↓

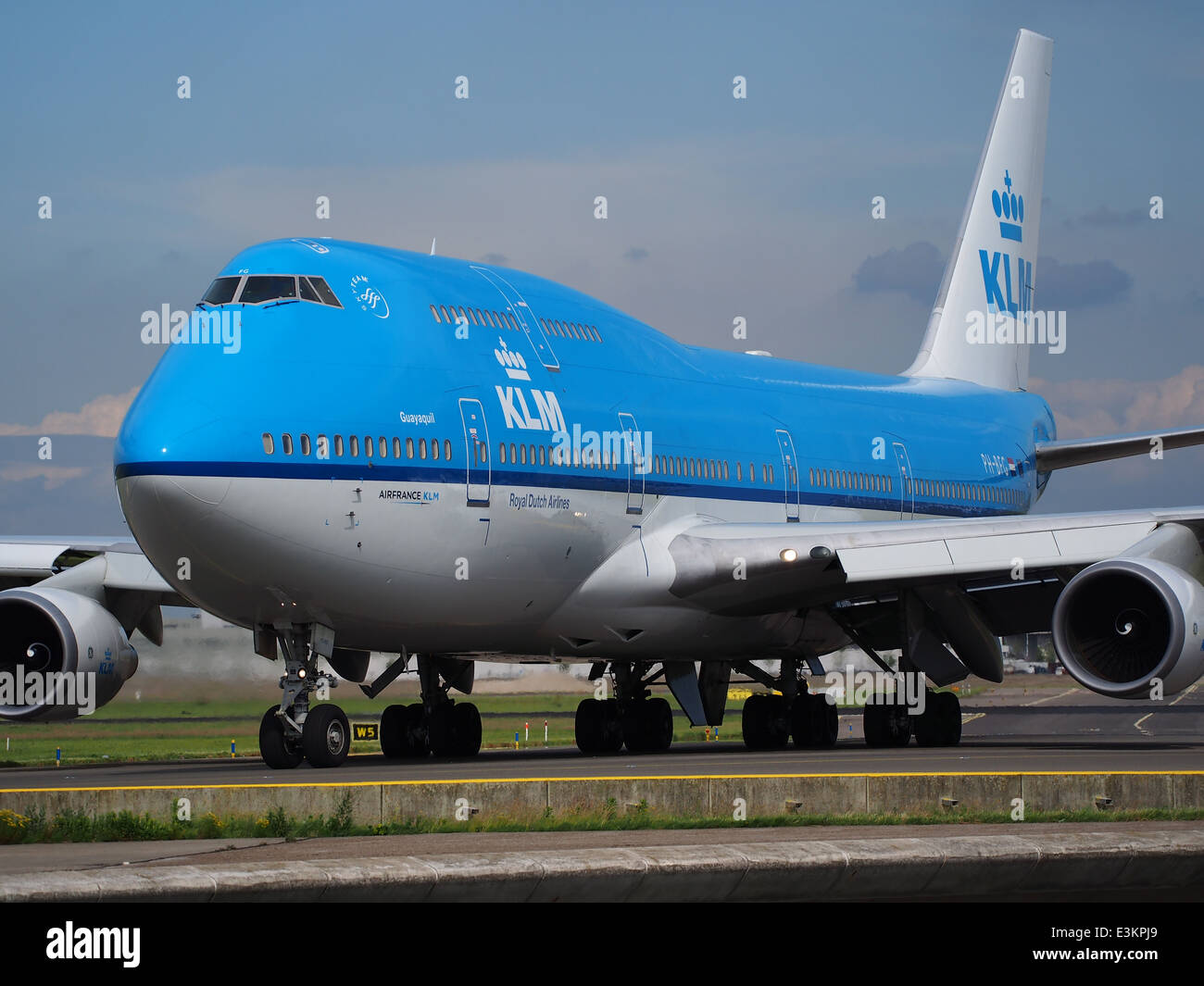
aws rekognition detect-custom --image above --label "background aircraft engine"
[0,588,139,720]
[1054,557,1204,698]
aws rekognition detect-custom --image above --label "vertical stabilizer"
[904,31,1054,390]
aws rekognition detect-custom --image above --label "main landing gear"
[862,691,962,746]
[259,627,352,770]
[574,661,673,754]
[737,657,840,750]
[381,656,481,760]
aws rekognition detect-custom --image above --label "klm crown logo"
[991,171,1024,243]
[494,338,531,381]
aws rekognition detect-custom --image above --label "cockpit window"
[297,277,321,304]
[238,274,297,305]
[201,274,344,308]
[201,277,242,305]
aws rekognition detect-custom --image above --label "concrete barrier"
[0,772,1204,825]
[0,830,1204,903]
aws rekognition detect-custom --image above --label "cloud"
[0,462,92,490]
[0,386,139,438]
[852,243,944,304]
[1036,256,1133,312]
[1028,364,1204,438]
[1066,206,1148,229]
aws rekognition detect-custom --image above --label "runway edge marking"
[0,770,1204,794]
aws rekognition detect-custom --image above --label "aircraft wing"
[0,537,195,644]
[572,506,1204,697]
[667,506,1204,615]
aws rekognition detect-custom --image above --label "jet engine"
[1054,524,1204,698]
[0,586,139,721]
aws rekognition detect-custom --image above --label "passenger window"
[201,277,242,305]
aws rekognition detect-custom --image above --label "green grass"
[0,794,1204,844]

↑
↓

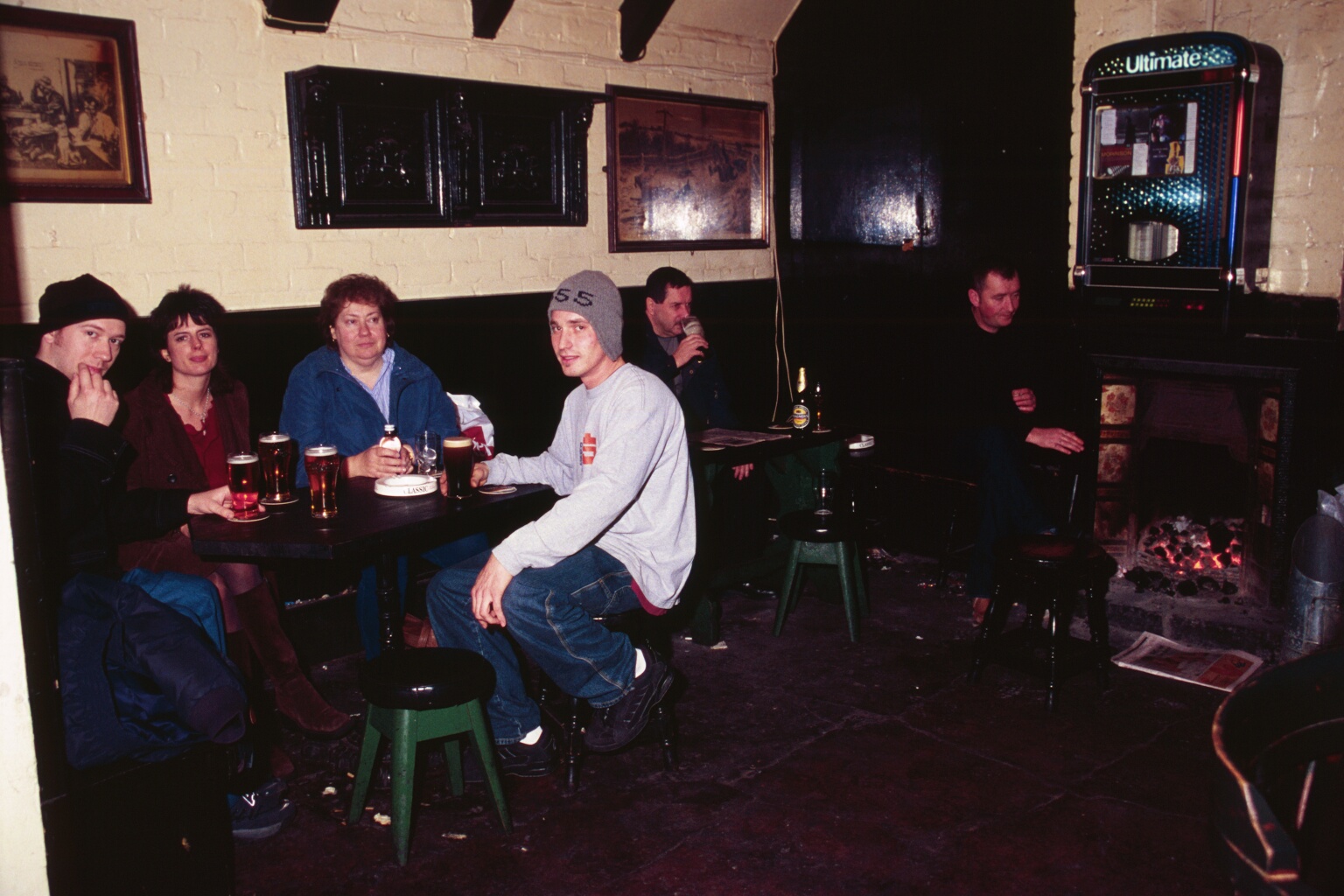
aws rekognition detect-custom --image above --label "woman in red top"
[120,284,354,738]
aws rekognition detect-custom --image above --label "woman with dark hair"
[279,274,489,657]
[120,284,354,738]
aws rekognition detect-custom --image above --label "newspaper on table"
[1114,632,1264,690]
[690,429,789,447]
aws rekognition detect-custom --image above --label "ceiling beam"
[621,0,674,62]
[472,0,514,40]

↑
↓

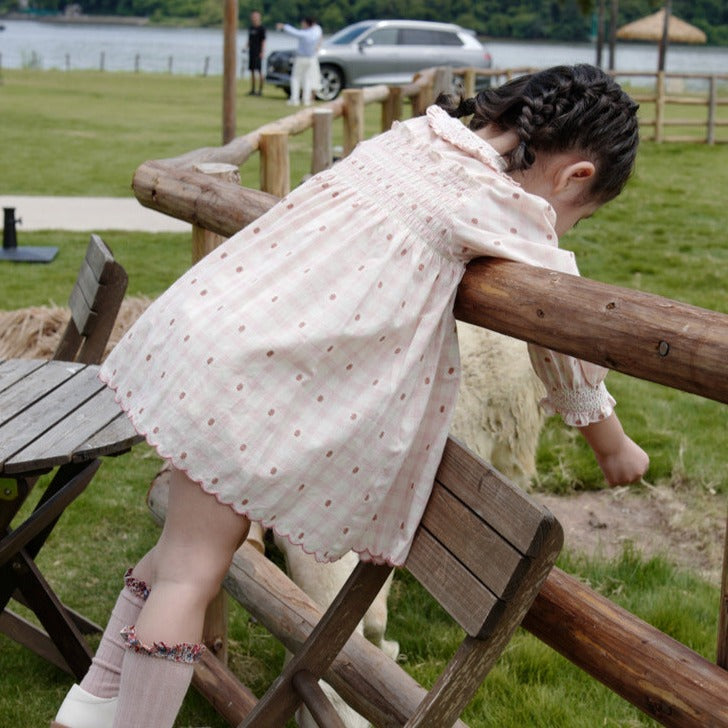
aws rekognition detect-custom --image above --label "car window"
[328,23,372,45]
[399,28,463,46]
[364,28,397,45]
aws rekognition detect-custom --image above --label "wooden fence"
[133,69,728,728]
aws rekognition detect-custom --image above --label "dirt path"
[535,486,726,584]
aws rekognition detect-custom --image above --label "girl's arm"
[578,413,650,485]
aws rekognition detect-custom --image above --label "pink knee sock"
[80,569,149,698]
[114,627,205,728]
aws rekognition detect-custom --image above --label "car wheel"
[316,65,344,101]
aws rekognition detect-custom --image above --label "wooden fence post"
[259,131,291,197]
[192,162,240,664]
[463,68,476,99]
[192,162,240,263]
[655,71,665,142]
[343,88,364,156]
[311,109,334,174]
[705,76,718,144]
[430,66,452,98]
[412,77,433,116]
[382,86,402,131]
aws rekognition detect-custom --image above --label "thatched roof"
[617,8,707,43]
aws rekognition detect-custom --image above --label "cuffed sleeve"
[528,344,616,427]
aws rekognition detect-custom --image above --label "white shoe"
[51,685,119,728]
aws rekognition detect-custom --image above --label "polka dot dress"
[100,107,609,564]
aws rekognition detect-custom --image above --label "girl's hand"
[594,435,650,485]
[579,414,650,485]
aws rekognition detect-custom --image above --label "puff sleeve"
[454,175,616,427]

↑

QUÉ HACER:
Cuenta las líneas de las filas anteriores que contienen la cadena "fence". Indica solo el número.

RESPUESTA:
2